Коржев был человеком, широко понимающим искусство. Он был очень чувствителен к формам искусства и если просто будет "похоже" — это не было для него реализмом, ему нужно, чтобы мысль была, была правда. У нас привычка даже выработалась. Когда мы встречались, он спрашивал: "Мысли есть?" Я говорю: "Да нет, Михалыч, никаких мыслей". "Как же так вы живете? Без мыслей!". У Коржева мысль всегда идет вместе с чувством. А мысль и чувство выражают идею. В стремлении к мышлению Коржев всегда на высоте. Потому что он стремился к обобщенной идее, к обобщенному образу, выражению своего времени, своей эпохи. Вот года два-три назад была в Америке выставка русского искусства, "Россия!". Грандиозная выставка. Когда думали о каталоге выставки, думали: что взять на обложку? И взяли "Прощание" Коржева. С одной стороны, Коржев "Прощание", а другая сторона каталога — Венецианов, "Жатва", самая типично русская, доведенная до знаковости.
"ЗАВТРА". Коржев был одиноким человеком?
В.С. Он был одиноким. Хотя одно время возглавлял Союз художников, но столкнулся со всякими сложностями внутри нашей среды. Борьба, борьба, борьба какая-то… Где вы, все сражавшиеся? — хочется спросить. Что вы можете поставить рядом с "Прощанием" Коржева? А есть ли образ сильнее его образа матери в пентаптихе "О войне"? Он писал его со своей матери. "Морщины просто так у человека не появляются — это всё пережитое", — повторял он. Какие у нас остались образы войны? Пластов "Немец пролетел". Дейнека "Оборона Севастополя". И "Опалённые огнём войны" Коржева.
"ЗАВТРА". А вот еще великая картина "Поднимающий знамя"!
В.С. Это гениальная картина, гениальный триптих. Что тут говорить? В этих полотнах всемирность, понимаете?
"ЗАВТРА". Что воспитывало Коржева? Окружение?

|---|

## Условие задачи 1
Перепишите записи начиная со строки, где есть "Please give the outline of every instance of the statue's lips.", и заканчивая строкой, где есть "POLYGON ((171 69, 187", заменив "Mask list" на "Shape list". Всё остальное оставьте прежним.
## Условие задачи 2
Напишите продолжение интервью о художнике Коржеве, которое начинается сразу после его последней реплики.

[Фрагменты записей разметки]
|---|

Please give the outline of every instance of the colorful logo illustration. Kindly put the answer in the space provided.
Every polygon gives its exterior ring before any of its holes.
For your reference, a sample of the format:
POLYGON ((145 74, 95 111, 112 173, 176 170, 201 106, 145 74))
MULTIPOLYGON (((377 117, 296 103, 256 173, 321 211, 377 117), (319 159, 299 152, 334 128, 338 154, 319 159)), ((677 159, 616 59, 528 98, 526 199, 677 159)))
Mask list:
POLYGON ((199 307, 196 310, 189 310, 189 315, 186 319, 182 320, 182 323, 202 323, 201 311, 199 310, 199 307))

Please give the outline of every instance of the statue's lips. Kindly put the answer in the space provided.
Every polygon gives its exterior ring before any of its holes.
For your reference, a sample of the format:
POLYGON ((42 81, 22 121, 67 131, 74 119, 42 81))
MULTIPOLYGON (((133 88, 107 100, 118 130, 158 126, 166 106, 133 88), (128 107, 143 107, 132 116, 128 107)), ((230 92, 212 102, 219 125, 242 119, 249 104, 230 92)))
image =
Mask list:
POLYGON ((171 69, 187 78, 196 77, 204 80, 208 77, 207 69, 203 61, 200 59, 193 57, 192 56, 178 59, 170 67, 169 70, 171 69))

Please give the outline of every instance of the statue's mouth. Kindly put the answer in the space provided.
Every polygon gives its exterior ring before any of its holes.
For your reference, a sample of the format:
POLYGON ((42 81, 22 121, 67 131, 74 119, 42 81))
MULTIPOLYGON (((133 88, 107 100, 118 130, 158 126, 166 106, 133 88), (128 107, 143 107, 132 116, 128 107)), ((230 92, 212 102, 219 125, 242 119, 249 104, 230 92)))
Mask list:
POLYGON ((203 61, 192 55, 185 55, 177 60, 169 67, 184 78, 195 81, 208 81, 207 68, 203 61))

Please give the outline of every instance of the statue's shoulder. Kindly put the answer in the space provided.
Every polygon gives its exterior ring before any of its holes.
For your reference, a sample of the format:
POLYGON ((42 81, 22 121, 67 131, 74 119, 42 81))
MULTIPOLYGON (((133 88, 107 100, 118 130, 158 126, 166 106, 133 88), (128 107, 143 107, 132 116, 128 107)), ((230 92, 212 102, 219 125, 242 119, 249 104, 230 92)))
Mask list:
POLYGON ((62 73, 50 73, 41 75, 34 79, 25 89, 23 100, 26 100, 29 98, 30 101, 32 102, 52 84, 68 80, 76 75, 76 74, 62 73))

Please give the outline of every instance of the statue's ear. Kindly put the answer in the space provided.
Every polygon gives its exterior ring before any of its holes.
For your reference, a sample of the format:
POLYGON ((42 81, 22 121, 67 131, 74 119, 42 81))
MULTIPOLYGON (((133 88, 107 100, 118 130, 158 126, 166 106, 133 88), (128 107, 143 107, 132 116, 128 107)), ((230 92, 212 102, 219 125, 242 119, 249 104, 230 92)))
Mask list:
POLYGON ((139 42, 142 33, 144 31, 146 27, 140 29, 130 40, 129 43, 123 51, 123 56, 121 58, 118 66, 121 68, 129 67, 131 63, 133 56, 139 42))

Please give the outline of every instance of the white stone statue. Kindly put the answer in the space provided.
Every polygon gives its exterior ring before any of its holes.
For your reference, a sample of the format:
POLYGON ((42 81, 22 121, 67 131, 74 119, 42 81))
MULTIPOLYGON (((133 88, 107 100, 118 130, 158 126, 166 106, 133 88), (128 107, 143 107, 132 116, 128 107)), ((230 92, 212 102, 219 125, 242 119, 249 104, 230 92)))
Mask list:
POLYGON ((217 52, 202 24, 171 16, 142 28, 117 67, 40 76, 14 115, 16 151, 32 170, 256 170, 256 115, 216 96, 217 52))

|---|

## Итоговый результат 1
Please give the outline of every instance of the statue's lips. Kindly put the answer in the space provided.
Every polygon gives its exterior ring before any of its holes.
For your reference, a sample of the format:
POLYGON ((42 81, 22 121, 67 131, 74 119, 42 81))
MULTIPOLYGON (((133 88, 107 100, 118 130, 158 126, 166 106, 133 88), (128 107, 143 107, 132 116, 128 107)), ((230 92, 212 102, 219 125, 242 119, 249 104, 230 92)))
image =
Shape list:
POLYGON ((171 69, 187 78, 196 77, 204 80, 208 77, 207 69, 203 61, 200 59, 193 57, 192 56, 178 59, 170 67, 169 70, 171 69))

## Итоговый результат 2
В.С. Нет, русская литература. Он очень любил русскую литературу. Мама у него была преподавателем литературы, он родился в очень интеллигентной семье. Я знал его отца Михаила Петровича. Ох, какой был человек! Гелий Михайлович в него пошел, конечно. Как Михаил Петрович верил в грядущее, идущее, справедливое будущее! Он в какой-то степени продиктовал Коржеву образ Дон Кихота. Михаил Петрович был архитектором парковой скульптуры. Он сохранял уцелевшие усадьбы. Это был бессребреник совершенный, верил только в добро, в работу. Он всегда работал, и часто на общественных началах. Стоило его попросить: "Михаил Петрович, не приедете? У нас парк заброшенный Кокоревский на "Академической даче". И он тут же приезжал, и я ходил с ним по этому парку. Он восторженно ходил с прутиком и всё показывал мне, где был водоём, где был фундамент, где какое строение, — и наблюдал за одичавшими растениями и деревьями.
"ЗАВТРА". Как вы, ваше поколение встретили перестроечные движения?
В.С. Поначалу, помню, мы приходили в восторг: "Батюшки! Заговорили без бумажки, чудо какое!". Новым было и когда Николай Губенко, министр культуры, нам Блока читал, с ходу рисовал перспективы развития нашей культуры. У нас такие надежды появились, надежды, надежды… А потом всё пошло по-другому.
"ЗАВТРА". И как Коржев это переживал?
В.С. Для Коржева все эти перемены были трагедией. Он всегда болел судьбой народа, будущим народа. У Коржева есть гениальная картина, ее мало кто знает. Гулливер держит на ладошке короля, в руках короля указы, вокруг свита какая-то. Образ Гулливера — это образ народа. А картина "Ленин беседует со слепым". Это тоже какая мысль о народе!
"ЗАВТРА". Коржев в те годы стал писать "Библейский цикл"?
В.С. О "Библейском цикле" он думал и раньше, по-моему. Но не показывал его. А тут… Иуда сам появился! За тридцать сребренников продал всё! Возникла мысль-то какая! И сразу образ-то и явился. И там уже картина за картиной пошли.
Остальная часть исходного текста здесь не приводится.